### Work instruction
Down to the last line, reproduce the data below exactly.
START Data listing
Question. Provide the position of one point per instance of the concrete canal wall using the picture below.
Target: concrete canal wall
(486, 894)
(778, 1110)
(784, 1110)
END Data listing
### Answer area
Question. Provide the position of one point per instance of the concrete canal wall using the picture below.
Target: concrete canal wall
(486, 894)
(778, 1110)
(784, 1110)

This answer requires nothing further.